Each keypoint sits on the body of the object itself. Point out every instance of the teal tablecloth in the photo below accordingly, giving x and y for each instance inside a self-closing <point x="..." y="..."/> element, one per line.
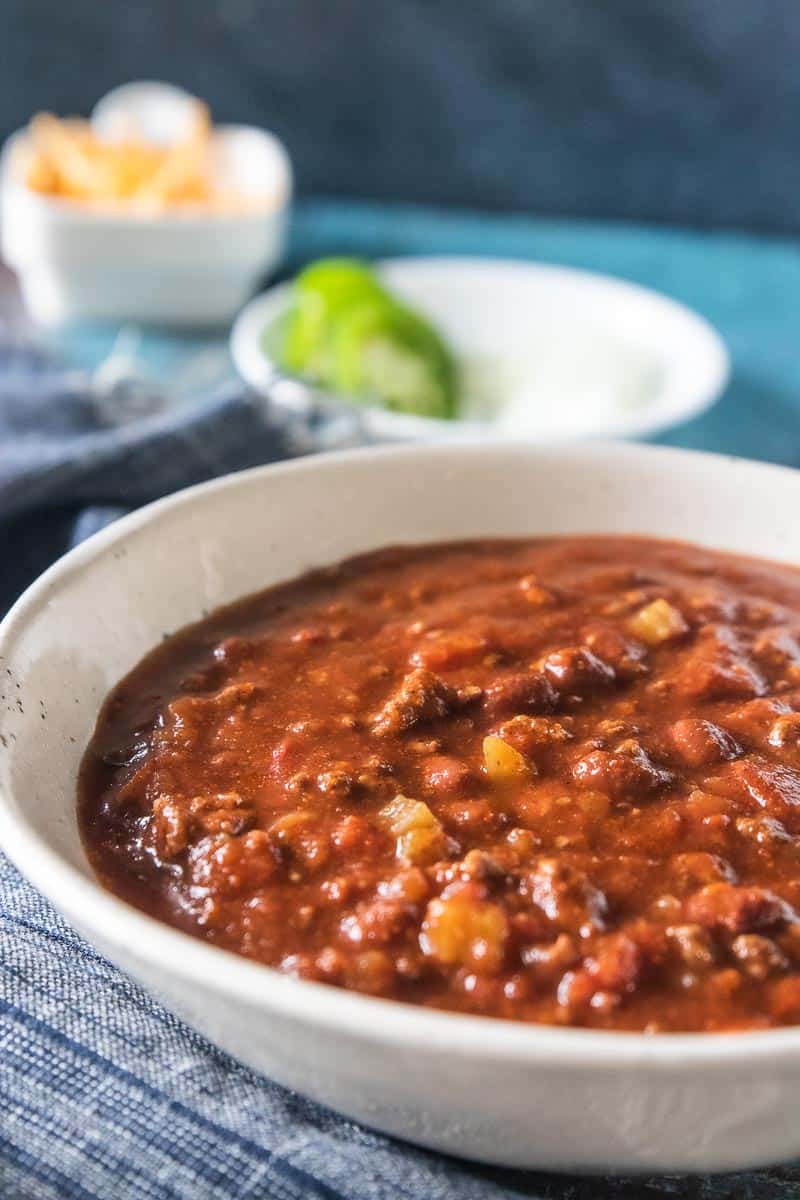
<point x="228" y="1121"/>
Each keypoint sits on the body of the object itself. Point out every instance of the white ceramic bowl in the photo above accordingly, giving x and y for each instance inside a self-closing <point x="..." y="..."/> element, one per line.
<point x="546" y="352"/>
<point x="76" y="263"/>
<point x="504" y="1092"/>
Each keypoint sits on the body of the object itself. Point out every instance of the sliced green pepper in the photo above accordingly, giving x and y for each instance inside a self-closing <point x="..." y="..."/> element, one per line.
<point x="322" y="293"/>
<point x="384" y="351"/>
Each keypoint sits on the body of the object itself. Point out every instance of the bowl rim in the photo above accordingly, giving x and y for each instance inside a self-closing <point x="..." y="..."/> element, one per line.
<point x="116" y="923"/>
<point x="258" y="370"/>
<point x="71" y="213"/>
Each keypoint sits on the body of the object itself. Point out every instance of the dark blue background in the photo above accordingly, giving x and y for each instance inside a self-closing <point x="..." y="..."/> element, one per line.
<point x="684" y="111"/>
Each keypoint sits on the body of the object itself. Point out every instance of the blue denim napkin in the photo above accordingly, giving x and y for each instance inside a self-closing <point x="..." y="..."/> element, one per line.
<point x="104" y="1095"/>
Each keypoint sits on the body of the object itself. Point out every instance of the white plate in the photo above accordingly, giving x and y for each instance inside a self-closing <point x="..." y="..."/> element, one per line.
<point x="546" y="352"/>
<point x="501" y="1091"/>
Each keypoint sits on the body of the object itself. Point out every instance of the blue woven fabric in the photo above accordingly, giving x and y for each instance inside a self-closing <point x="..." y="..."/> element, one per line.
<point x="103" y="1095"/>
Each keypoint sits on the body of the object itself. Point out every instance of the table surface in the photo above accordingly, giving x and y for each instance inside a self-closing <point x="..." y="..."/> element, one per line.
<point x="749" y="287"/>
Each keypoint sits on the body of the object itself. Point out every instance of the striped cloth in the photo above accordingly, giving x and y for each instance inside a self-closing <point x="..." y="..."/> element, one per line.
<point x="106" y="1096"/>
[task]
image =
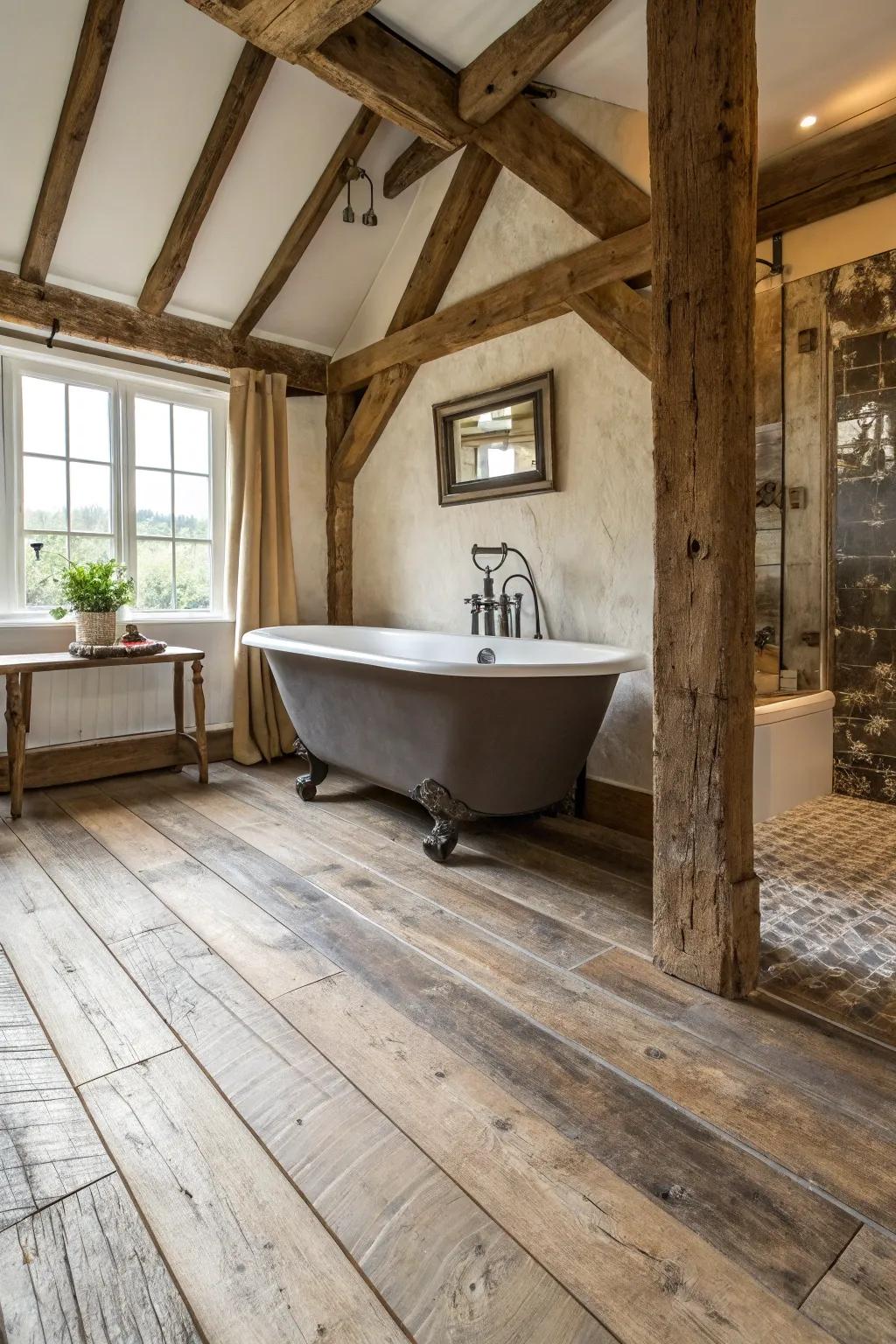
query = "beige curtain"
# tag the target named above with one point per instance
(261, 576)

● ● ● ● ● ● ●

▸ Task:
Put every line of the entries above into a numbered list, skipping any blank lines. Leave the pictures out of the list.

▸ Solution for this task:
1. Each keypoint sits on the body of the object itself. Point out every instance of the teal tablecloth in the photo below accordingly, giving x and y for each instance inside a self-closing <point x="..." y="..."/> element, one per line.
2. <point x="228" y="1121"/>
3. Each keypoint sits on the body of the object itself. Point out every instance of the white ceramic bowl in the photo above accordingly, giving x and y for each instance inside a self-closing <point x="..." y="..."/> element, one per line.
4. <point x="546" y="352"/>
5. <point x="76" y="263"/>
6. <point x="504" y="1092"/>
7. Each keypoint sits on the body of the object itself. Point out every instance of the sliced green pepper in the photo above accordingly, giving x and y for each instance inside a self-closing <point x="..." y="..."/> element, one per line.
8. <point x="322" y="293"/>
9. <point x="384" y="351"/>
10. Each keypoint sits on the body of the object itself. Point out every instance of the bowl rim in the photo above accordingly, giving x and y for each instance inside a self-closing <point x="..." y="..."/> element, one per line.
11. <point x="116" y="923"/>
12. <point x="258" y="370"/>
13. <point x="71" y="213"/>
14. Each keypoint sits on the body of the object itself. Point out every instance of the dark blue background in the photo above accordingly, giving x and y for each instance inside a self-closing <point x="..." y="..."/> element, one per line.
15. <point x="684" y="111"/>
16. Each keypoint sits on the body of the object itself. Point out every instance of the blue denim napkin in the photo above accordingly, giving x and y for each instance inside a self-closing <point x="..." y="..."/> element, one per line.
17. <point x="104" y="1095"/>
18. Each keypoint sits on the body of the object itself. Point out every instance of the white plate in the photo above accordingly, giving x and y for each instance inside a self-closing <point x="..." y="..."/> element, one per line.
19. <point x="546" y="352"/>
20. <point x="501" y="1091"/>
21. Each keypoint sits on the body of the object itself. Point out every instance of the blue woven fabric in the photo above accordingly, giving x and y for each instance inside a self-closing <point x="..." y="..."/> element, one per line.
22. <point x="103" y="1095"/>
23. Each keypoint sits on the body of the object itself. Point out every instance of the table surface in the photo above accordingly, giving x and y for each instance inside a self-closing <point x="..." y="..."/> element, one per line.
24. <point x="749" y="287"/>
25. Each keypoint sits on the body of the object itself. Point out every instance of the striped cloth in the photo above accordingly, giving x and y for each instance inside a self-closing <point x="..." y="..."/> element, one per line.
26. <point x="106" y="1096"/>
27. [task]
28. image =
29. query = "beige curtain"
30. # tag the target named above with one point per instance
31. (261, 576)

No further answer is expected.